**THE TASK**: Write out the entries exactly. None of the pictures should appear in the copy.

**DATA FOR ANALYSIS**:
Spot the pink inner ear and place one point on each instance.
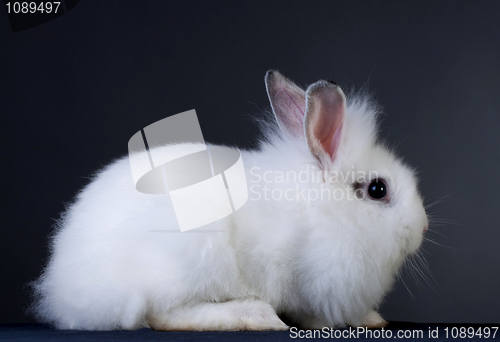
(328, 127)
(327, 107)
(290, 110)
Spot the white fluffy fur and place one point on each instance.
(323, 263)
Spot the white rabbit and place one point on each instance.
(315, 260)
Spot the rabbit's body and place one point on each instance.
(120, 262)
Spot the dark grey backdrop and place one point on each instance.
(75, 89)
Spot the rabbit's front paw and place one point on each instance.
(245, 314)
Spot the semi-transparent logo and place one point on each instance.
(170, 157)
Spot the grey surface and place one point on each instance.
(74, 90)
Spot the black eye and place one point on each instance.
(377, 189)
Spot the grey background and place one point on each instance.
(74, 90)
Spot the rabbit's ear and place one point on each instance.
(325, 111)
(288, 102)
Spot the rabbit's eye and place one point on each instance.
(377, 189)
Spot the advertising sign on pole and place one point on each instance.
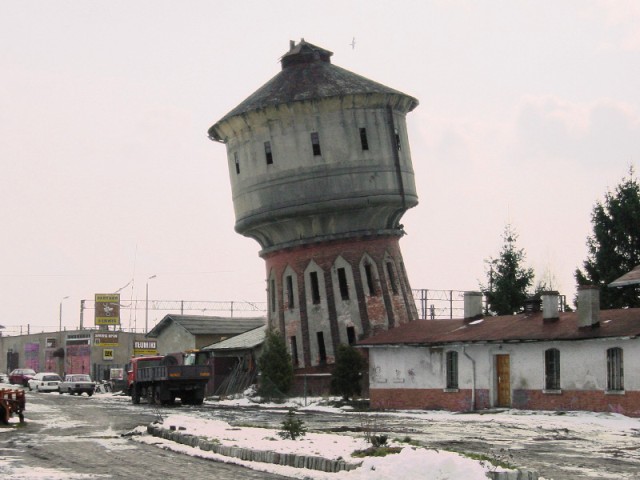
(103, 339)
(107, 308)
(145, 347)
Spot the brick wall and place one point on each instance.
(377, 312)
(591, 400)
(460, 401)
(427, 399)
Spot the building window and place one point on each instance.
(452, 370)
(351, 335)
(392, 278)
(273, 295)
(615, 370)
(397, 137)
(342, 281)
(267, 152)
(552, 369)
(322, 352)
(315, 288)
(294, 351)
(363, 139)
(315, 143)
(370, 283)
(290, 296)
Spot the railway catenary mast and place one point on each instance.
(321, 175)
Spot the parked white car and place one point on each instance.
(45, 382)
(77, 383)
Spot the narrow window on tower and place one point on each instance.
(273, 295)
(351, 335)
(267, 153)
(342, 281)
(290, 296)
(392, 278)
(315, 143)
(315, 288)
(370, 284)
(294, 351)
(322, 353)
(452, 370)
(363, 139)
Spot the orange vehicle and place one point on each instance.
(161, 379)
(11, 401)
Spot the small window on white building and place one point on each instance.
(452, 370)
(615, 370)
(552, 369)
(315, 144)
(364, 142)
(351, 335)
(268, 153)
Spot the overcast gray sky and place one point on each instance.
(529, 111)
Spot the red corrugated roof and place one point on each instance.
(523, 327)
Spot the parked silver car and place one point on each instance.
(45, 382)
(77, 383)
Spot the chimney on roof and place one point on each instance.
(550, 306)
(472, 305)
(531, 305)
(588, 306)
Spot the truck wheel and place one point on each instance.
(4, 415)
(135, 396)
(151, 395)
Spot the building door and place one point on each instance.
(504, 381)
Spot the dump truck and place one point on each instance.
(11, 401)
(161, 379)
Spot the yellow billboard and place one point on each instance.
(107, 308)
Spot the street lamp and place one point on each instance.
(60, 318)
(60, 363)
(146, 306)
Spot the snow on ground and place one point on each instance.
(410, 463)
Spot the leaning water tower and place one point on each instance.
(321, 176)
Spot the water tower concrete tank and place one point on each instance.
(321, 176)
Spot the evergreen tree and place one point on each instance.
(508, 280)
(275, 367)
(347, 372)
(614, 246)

**SOLUTION**:
Spot the pink inner ear and place one point on each instance.
(328, 127)
(327, 107)
(290, 110)
Spot the white fluffy fur and place one point on each instance.
(323, 263)
Spot the white rabbit and place one point on each instance.
(315, 260)
Spot the rabbit's body and place one point on each instance.
(120, 262)
Spot the dark grey backdrop and place one point on each instance.
(75, 89)
Spot the rabbit's front paw and place one point on each instance.
(245, 314)
Spot the semi-transparent logo and place one point on each instance.
(170, 157)
Spot the grey surface and place one point on each instance.
(74, 90)
Spot the black eye and place one point on each instance.
(377, 189)
Spot the grey background and place one point on each instance.
(74, 90)
Spot the rabbit's ear and place one point on each instance.
(325, 111)
(288, 102)
Spot the rabbit's eye and place one point on each instance.
(377, 189)
Spot the advertising sign on pole and place one point on each instance.
(103, 339)
(107, 308)
(145, 347)
Spot the brick wall and place one point on each instance.
(377, 312)
(591, 400)
(460, 401)
(427, 399)
Spot the building window and place one point on each instance.
(452, 370)
(351, 335)
(392, 278)
(273, 295)
(615, 370)
(397, 137)
(342, 281)
(267, 152)
(552, 369)
(322, 352)
(315, 288)
(294, 351)
(363, 139)
(315, 143)
(370, 283)
(290, 296)
Spot the railway catenary mast and place one point on each instance.
(321, 175)
Spot the parked white car and place one point on each instance.
(45, 382)
(77, 383)
Spot the narrow window on tower and place one point on each instance.
(273, 295)
(351, 335)
(267, 153)
(342, 281)
(290, 296)
(392, 278)
(315, 143)
(315, 288)
(370, 284)
(294, 351)
(322, 353)
(452, 370)
(363, 139)
Spot the orange vehicle and place one point on each instance.
(161, 379)
(11, 401)
Spot the small window on white building and place one point on each instance.
(452, 370)
(615, 370)
(552, 369)
(315, 144)
(364, 142)
(351, 335)
(268, 153)
Spot the overcast gray sky and place one point on each instance.
(529, 111)
Spot the red corrugated roof and place one point on each instance.
(523, 327)
Spot the parked silver car and place one point on each instance.
(45, 382)
(77, 383)
Spot the chimney on roof and place one point on each instance.
(550, 306)
(472, 305)
(531, 305)
(588, 306)
Spot the truck wheel and place one point on each instance.
(4, 415)
(135, 396)
(151, 395)
Spot the building door and place one point on each instance.
(504, 381)
Spot the dump truck and place one point on each instance.
(11, 401)
(161, 379)
Spot the yellow billboard and place one point on each instance.
(107, 308)
Spot the street lamp and place one point on each instance.
(60, 318)
(60, 363)
(146, 306)
Spot the snow on ground and place one point on each instance.
(410, 463)
Spot the leaning water tower and place one point on each instance.
(321, 176)
Spot the water tower concrete tank and place one point on each instance.
(321, 176)
Spot the evergreen tree and place one point on each instance.
(508, 280)
(275, 367)
(347, 372)
(614, 246)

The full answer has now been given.